Exercise requirements => Beginning at the line that includes "of the pine", print each remaining line of the data word for word. Output nothing else.

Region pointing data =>
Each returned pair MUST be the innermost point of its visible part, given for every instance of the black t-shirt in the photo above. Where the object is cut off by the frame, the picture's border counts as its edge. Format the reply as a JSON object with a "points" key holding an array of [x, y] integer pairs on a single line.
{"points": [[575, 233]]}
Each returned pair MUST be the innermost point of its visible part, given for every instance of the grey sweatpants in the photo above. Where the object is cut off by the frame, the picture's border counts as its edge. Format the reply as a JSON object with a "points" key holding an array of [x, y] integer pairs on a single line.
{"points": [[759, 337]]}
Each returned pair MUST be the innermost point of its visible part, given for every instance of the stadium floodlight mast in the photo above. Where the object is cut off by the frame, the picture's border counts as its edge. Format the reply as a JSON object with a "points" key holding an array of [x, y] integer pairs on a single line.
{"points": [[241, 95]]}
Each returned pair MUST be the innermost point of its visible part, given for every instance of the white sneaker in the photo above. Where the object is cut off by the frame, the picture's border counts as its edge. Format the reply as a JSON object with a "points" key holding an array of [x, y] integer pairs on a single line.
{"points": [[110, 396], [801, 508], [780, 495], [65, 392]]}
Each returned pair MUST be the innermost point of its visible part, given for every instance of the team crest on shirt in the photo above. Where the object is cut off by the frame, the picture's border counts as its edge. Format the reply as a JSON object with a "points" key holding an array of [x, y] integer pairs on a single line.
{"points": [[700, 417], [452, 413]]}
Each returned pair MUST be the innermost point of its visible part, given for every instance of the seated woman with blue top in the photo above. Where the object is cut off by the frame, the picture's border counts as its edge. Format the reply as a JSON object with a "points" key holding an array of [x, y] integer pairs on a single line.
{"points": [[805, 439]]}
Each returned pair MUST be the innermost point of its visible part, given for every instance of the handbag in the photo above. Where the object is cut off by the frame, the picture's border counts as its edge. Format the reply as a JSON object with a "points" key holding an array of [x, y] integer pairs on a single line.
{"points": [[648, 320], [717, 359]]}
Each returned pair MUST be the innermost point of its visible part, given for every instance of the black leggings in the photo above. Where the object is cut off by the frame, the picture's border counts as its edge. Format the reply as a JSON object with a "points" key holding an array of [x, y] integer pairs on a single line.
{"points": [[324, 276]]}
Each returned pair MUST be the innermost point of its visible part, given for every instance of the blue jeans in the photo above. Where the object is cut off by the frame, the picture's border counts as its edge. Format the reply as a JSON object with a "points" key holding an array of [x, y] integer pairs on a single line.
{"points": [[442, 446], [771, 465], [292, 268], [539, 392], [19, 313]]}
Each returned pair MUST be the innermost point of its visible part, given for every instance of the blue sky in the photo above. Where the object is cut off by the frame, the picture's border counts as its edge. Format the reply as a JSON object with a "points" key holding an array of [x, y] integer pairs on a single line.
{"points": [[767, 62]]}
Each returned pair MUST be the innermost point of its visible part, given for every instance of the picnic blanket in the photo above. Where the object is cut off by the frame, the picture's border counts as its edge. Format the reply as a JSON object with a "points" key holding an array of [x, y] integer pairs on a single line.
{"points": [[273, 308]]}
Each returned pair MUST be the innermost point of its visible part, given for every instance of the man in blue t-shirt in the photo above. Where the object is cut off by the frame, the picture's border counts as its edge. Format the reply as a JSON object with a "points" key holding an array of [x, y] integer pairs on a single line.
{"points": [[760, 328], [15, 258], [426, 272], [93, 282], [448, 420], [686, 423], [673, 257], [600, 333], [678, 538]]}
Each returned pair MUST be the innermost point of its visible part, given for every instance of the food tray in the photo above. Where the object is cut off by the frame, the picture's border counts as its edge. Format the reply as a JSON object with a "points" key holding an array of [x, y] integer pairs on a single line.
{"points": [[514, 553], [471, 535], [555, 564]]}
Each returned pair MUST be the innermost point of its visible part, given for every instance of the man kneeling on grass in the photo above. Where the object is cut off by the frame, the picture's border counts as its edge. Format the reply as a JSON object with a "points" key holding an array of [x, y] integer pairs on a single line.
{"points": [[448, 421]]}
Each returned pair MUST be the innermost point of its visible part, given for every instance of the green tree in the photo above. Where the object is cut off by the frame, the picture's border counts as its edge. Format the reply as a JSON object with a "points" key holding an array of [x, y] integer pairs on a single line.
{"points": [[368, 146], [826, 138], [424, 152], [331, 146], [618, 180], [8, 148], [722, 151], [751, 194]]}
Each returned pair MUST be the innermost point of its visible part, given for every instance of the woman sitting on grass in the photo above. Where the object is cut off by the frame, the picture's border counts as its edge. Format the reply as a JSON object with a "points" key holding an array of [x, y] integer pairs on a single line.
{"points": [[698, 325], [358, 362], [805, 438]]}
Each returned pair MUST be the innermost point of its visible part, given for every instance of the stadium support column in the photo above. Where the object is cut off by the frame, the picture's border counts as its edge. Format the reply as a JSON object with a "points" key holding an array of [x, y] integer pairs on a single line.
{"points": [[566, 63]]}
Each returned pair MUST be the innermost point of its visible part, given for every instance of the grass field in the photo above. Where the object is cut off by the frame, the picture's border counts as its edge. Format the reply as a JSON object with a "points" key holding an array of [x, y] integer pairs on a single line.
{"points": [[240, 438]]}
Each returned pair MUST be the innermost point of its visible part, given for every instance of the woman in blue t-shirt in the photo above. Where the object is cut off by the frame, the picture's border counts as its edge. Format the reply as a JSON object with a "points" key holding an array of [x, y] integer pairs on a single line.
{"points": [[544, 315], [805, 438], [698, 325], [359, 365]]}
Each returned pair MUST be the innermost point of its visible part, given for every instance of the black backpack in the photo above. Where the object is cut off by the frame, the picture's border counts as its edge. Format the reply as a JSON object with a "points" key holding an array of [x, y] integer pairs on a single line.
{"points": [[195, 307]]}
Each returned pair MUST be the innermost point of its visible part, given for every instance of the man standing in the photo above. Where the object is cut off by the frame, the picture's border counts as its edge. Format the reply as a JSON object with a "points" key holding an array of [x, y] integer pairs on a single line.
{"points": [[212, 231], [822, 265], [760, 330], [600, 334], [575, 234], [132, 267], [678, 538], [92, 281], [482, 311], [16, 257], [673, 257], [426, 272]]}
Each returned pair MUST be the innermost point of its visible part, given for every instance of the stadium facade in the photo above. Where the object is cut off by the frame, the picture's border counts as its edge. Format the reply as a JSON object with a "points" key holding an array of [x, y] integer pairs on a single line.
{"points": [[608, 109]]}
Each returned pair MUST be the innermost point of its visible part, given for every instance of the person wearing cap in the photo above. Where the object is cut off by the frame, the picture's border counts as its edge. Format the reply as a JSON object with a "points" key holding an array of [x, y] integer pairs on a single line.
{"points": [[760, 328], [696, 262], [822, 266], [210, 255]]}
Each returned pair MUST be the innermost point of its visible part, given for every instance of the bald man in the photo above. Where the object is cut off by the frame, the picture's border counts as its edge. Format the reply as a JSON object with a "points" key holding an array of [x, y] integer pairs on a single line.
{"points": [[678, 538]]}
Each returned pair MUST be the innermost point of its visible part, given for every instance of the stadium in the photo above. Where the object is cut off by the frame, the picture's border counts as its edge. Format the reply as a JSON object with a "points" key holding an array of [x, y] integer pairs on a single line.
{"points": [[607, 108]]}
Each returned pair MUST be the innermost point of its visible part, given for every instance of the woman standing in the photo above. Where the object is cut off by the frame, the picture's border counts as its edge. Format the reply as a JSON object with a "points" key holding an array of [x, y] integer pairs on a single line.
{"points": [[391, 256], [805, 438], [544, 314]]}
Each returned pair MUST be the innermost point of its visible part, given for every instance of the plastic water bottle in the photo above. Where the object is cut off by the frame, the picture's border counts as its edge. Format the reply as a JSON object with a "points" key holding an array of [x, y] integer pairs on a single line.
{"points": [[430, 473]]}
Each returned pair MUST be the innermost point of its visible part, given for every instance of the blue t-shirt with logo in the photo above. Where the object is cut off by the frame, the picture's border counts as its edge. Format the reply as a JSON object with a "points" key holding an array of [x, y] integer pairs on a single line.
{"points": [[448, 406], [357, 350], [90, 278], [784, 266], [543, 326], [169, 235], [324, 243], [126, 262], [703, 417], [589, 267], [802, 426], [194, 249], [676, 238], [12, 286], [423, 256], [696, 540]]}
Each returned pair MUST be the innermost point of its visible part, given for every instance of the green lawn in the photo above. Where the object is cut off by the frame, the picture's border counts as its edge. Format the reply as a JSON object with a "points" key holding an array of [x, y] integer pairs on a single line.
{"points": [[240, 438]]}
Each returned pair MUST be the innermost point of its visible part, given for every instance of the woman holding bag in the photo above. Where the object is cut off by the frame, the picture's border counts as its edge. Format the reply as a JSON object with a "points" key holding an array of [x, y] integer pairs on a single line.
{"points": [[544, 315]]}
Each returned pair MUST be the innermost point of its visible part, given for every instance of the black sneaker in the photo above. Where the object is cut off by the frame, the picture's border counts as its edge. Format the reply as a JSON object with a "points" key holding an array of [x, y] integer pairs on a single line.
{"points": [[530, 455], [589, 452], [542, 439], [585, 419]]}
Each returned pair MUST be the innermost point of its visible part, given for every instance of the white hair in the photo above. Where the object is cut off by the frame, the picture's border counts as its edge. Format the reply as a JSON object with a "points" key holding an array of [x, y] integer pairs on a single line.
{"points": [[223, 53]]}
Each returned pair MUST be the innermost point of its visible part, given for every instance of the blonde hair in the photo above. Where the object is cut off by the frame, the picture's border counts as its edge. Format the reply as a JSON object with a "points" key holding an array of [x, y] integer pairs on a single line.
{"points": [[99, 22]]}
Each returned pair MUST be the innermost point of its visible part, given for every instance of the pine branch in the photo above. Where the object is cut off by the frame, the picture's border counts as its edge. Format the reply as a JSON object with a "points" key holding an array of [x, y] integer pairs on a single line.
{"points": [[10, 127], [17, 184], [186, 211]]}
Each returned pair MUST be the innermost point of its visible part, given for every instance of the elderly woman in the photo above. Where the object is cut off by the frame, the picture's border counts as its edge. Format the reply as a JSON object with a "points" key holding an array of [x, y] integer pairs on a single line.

Exercise solution =>
Each returned pair MUST be the innermost point of its visible part, given for every instance of the pine branch in the photo above. Where the object is cut off by the frame, the picture's border counts as its edge. Format the reply as a JSON object with a "points" key holding an array of [x, y] integer pairs on a single line.
{"points": [[10, 127], [17, 184], [186, 211]]}
Each returned pair MUST be the innermost point of its visible part, given for every instance of the elderly woman in the photo above. Where the object is cut off by the frame, the picture's border counts as its edge. Format the reply as a JSON object with a "points" key holding an array of [x, y] integer pairs on a single line.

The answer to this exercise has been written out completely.